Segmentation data
--- start ---
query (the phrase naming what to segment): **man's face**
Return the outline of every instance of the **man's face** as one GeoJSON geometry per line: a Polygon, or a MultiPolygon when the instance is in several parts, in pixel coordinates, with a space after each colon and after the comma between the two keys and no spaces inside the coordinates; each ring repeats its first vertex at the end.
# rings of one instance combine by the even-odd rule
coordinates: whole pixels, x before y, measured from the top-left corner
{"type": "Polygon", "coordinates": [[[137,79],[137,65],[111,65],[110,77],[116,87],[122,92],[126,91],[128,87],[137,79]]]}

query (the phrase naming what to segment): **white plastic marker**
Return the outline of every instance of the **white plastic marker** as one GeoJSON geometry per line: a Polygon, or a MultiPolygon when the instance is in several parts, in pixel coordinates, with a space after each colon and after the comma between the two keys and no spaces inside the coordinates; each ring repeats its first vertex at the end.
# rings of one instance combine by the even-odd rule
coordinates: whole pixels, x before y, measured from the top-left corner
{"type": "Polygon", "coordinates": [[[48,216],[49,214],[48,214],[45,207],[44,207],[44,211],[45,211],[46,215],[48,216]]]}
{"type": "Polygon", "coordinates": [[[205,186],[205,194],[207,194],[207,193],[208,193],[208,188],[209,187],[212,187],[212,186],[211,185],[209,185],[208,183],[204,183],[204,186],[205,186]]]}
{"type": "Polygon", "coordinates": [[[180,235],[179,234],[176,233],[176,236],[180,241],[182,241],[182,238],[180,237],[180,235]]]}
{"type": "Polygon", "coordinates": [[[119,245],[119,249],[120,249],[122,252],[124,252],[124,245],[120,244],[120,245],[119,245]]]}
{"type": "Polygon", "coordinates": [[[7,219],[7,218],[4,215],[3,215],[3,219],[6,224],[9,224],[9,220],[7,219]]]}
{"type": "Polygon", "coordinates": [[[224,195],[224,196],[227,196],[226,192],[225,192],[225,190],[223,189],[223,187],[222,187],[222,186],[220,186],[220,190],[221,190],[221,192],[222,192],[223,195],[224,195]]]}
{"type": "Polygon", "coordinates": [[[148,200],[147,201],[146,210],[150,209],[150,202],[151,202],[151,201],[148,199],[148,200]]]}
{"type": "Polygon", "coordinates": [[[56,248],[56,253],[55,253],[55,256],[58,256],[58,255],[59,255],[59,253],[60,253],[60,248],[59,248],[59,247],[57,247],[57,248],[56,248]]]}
--- end ---
Pull out every line of the records that contains the word "between", treating uppercase and lowercase as different.

Return the outline of every instance of the **man's face** as one GeoJSON geometry per line: a Polygon, or a MultiPolygon when the instance is in several parts, in pixel coordinates, with a space after each colon and after the comma between the two keys and no spaces inside the coordinates; each ring repeats its first vertex at the end.
Return the outline of every instance of the **white plastic marker** as one GeoJSON geometry per line: a Polygon, or a MultiPolygon when the instance is in several parts, in pixel coordinates, with a space after each colon and after the comma between the two keys and no spaces inside the coordinates; each ring repeats its first vertex at the end.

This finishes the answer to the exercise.